Reading passage
****************

A Sewing Machine is a very Personal thing and it should never be lent out. If worst comes to worst loan out the Hubby long before considering allowing anyone else to use your Sewing Machine. Don't even allow it to be used by someone else in your own home as they will break it. Not quite sure where that put me as at the time I was repairing these things and not one of those women present considered me as [b]Someone Else.[/b] I just wonder how they would have reacted if they saw me hitting their pride & joy with a Hammer. :D Col

CG IT
CG IT

been there and done that... In most cases that I've had to deal with, it's either the user allowed someone else to use their computer, and that someone either opened an email or went to a site that they wouldn't normally do on their own computer. So here's the son-in-law who checks his email on his in-laws computer and the computer gets a virus? Think computers nowadays ought to be viewed the same as toothbrushes. Don't share em for fear of infection.

RFink
RFink

If the technician gave a good faith effort he should be paid. His time is valuable too. It's no different than taking someone to the hospital and he dies. You still have to pay the hospital. I have very little patience with liars. If you screw up your computer fine, but don't lie to me. If I catch you in a lie, I'm out of there! I make that clear up front.

chrisl317
chrisl317

I whole heartedly agree. Every day people come in all puffed up about their "Puter sperience" (spelled as they have pronounced). MY co-worker and I purposely ask fake questions in qualifying the customer as to their computer problems, just to see if we are going on a wild goose chase. If they try to feed us inaccurate techno babble, we refer them straight to the "you need to pay to get this fixed line."

Locrian_Lyric
Locrian_Lyric

but satisfaction brought him back... I'd have HAD to have gotten to the bottom of it!

Joe_R
Joe_R

We often forget about the rest of the proverb - Curiosity killed the cat, but satisfaction brought it back. Thanks for the reminder. However, in this case, however, I'll apply another - Ask me no questions and I'll tell you no lies (although the lies, in this case, are more likely to be misstatements). Thanks.....

sdmtnbiker
sdmtnbiker

you posted it on ur computer screen! lol just giving you a bad time, don't see many people on here from Santee.

santeewelding
santeewelding

Don't know where you got it, but it sounds right. Wrote it down to keep. Thanks.

Locrian_Lyric
Locrian_Lyric

May you live in interesting times..... the rest is... "May you come to the attention of important people, and may your every wish come true."

cmatthews
cmatthews

Amusing text! I too have regretted giving away PC's only to find that I'd end up giving out days of support time as well. My take? If you had setup some user-ids on the system, they must have forgotten the password to the one with admin privilege. So son-in-law wanted to re-gain admin privilege to undelete files or use repair programs by booting from a special floppy or boot-CD to null-out the administrator password. For novice users, I sometimes set a BIOS so HD boot is the only action. Could it be you intentionally set it that way? (and had a "senior moment" forgetting what you did?) So son-in-law now has admin rights and you don't. If it is so, walk away - he's the family admin now. Seems he fixed it - right?

****************

Tasks
1. In the forum thread, what does CG IT say computers nowadays ought to be viewed the same as?
2. State whether each statement agrees with the forum thread, and quote the deciding words. (a) The first post says a sewing machine should never be lent out. (b) RFink says a technician who gave a good faith effort should not be paid. (c) sdmtnbiker says many people on the site are from Santee.
3. List each distinct user name that stands on a line by itself in the forum thread.

Recorded information
****************

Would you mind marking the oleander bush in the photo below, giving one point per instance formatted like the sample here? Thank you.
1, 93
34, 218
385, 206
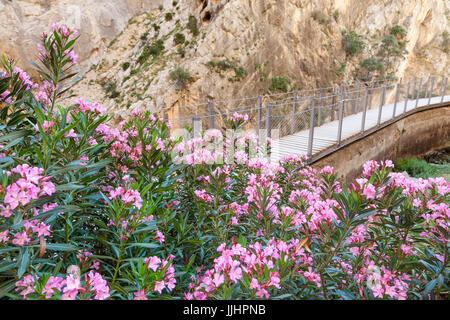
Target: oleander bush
93, 211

****************

Set of answers
1. Toothbrushes.

2.
(a) Yes: "it should never be lent out."
(b) No: "If the technician gave a good faith effort he should be paid."
(c) No: "don't see many people on here from Santee."

3. CG IT, RFink, chrisl317, Locrian_Lyric, Joe_R, sdmtnbiker, santeewelding, cmatthews